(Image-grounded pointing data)
════════════════
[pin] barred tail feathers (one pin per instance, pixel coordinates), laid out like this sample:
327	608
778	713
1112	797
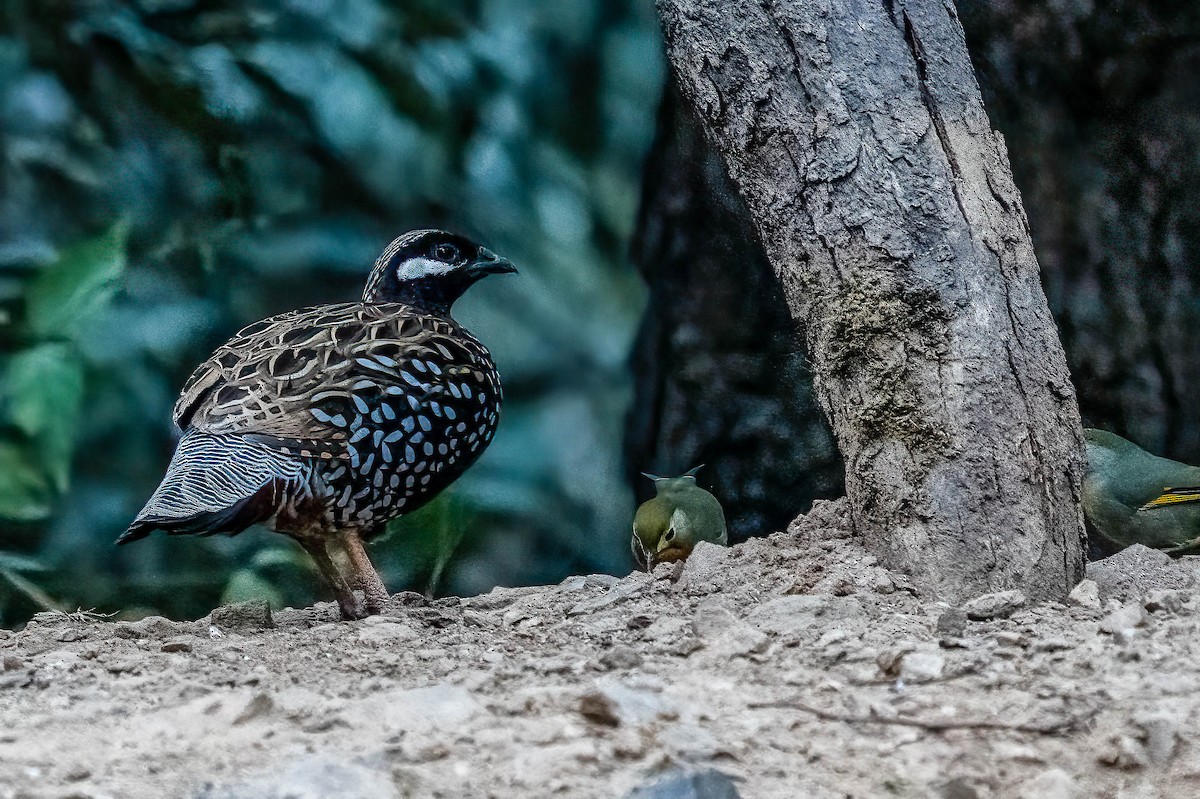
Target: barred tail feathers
217	484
════════════════
### How to complete this task
The records above need retyping in full. Omit the pictures, and change nothing else.

### Output below
[pin] barred tail feathers (one pin per instance, pixel coordinates), laid out like this sample:
327	608
778	713
1112	797
Target: barred tail feathers
217	484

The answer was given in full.